== What to work on ==
Write out the listing below from the line containing "Sports-analytics tagging: mark the ocean" to its last line, unaltered, ends included.

== Dataset rows on where objects appear ==
● ● ● ●

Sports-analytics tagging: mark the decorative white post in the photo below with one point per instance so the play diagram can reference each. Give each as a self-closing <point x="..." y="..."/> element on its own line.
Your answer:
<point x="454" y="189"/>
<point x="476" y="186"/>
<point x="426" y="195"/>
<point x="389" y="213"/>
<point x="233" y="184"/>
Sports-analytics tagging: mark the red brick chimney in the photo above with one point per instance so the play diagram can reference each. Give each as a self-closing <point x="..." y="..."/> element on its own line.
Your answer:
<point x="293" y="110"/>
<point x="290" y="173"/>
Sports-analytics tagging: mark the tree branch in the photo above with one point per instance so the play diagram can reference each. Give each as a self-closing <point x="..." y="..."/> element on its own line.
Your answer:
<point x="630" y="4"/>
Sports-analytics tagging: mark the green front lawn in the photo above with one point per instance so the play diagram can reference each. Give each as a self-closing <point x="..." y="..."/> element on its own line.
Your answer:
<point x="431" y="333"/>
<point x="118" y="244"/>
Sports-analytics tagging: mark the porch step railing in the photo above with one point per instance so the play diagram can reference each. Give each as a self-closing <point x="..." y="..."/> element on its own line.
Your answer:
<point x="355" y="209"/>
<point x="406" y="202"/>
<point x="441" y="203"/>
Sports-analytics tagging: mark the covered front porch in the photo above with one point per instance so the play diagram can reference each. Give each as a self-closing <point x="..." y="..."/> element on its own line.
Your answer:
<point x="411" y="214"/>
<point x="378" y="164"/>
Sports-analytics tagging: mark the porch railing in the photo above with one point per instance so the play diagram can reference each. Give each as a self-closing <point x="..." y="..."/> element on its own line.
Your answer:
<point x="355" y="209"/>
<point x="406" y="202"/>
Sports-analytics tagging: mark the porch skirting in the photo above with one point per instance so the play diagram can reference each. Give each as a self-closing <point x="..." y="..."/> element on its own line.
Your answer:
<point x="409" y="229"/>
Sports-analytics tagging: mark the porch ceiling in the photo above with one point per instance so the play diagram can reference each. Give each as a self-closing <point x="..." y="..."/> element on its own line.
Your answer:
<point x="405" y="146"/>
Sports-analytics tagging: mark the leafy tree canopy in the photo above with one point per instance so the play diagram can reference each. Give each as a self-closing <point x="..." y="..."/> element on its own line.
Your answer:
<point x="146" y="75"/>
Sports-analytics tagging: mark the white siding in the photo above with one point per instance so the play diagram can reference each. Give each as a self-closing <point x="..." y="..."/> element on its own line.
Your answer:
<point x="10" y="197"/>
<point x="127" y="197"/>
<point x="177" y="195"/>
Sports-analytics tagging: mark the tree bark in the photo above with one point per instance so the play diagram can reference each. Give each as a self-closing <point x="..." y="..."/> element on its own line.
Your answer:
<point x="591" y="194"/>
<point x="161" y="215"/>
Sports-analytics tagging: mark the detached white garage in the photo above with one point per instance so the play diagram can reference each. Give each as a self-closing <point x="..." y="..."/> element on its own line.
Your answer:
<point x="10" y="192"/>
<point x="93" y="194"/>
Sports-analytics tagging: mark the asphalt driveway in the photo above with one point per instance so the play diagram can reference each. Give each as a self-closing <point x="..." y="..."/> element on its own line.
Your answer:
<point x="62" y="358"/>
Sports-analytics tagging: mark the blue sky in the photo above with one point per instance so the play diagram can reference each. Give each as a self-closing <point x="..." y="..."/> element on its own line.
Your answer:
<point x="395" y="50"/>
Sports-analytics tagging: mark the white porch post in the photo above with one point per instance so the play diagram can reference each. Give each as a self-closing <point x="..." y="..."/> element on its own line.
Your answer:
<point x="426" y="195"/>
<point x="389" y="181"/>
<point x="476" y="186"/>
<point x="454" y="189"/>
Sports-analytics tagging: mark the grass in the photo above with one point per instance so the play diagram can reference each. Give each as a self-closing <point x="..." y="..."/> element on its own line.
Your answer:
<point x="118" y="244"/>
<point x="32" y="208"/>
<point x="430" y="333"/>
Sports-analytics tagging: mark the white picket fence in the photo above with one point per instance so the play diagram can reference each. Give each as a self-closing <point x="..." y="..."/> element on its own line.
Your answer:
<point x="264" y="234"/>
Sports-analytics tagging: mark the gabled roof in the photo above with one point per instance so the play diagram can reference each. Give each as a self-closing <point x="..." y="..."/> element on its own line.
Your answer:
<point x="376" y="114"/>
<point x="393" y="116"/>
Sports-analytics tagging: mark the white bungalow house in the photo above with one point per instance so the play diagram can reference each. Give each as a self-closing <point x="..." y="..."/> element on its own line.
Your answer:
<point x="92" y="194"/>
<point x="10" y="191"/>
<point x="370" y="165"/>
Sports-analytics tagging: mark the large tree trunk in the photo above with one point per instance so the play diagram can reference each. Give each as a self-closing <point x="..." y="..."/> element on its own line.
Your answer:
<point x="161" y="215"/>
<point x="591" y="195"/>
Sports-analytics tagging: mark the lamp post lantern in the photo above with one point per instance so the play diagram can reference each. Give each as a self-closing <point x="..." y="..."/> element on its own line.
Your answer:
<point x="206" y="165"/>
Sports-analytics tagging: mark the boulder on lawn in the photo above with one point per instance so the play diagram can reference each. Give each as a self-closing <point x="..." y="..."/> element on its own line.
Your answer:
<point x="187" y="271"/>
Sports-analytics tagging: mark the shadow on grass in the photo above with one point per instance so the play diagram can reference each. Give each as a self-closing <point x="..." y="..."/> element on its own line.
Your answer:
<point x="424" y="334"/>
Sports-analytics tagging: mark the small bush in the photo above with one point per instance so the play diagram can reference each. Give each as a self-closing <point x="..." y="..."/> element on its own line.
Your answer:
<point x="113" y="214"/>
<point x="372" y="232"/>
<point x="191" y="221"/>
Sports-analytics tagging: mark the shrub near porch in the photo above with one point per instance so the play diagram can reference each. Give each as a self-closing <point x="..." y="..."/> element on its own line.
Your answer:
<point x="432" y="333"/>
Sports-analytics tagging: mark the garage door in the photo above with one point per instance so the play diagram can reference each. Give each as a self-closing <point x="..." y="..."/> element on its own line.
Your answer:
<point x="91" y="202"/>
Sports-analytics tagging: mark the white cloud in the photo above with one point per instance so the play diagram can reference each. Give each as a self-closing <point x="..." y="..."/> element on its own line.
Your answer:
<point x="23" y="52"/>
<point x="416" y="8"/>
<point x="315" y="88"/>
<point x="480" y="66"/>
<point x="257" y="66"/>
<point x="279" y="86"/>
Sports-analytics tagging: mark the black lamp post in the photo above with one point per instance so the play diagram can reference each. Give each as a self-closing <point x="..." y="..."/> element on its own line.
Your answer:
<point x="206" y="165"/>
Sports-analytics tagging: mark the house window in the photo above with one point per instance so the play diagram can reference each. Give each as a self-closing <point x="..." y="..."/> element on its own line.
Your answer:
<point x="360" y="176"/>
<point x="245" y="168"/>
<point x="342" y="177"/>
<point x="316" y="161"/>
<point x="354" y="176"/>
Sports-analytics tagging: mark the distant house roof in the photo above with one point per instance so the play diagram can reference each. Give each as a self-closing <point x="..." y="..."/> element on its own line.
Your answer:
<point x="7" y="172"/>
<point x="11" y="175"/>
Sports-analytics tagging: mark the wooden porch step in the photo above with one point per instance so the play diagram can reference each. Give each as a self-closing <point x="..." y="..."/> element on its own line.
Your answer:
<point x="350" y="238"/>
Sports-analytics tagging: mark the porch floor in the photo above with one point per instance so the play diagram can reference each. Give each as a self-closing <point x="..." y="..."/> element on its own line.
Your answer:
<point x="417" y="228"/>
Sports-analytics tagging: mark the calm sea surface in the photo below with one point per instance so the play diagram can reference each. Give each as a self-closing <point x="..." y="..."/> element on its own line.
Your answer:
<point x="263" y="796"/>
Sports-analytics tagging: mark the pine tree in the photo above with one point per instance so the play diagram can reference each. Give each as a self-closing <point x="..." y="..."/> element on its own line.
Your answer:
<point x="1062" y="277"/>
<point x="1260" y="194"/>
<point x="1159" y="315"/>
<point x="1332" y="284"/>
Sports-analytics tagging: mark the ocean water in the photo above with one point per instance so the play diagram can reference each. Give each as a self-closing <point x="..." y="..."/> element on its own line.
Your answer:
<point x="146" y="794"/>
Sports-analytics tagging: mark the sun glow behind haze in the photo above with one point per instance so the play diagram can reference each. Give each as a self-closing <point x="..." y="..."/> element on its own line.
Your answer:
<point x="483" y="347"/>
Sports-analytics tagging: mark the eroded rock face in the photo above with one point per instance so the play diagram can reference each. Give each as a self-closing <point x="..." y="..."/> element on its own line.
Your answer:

● ● ● ●

== Response below ==
Sports-analytics tagging: mark the ocean water in the photo above with one point per instance so the play diagram can reference each. Give each as a self-closing <point x="..." y="..."/> element on its own line.
Your answer:
<point x="146" y="794"/>
Sports-analytics tagging: mark the sun glow behind haze in the photo above with one point per instance so the play diagram can reference each. Give each as a self-closing <point x="..." y="..."/> element on its own line.
Your answer:
<point x="483" y="347"/>
Sports-analytics tagging: mark the eroded rock face in the photo above with one point per instance so the play diagram can reference each. Give each as a self-closing <point x="..." y="..."/> element on its own line.
Your answer:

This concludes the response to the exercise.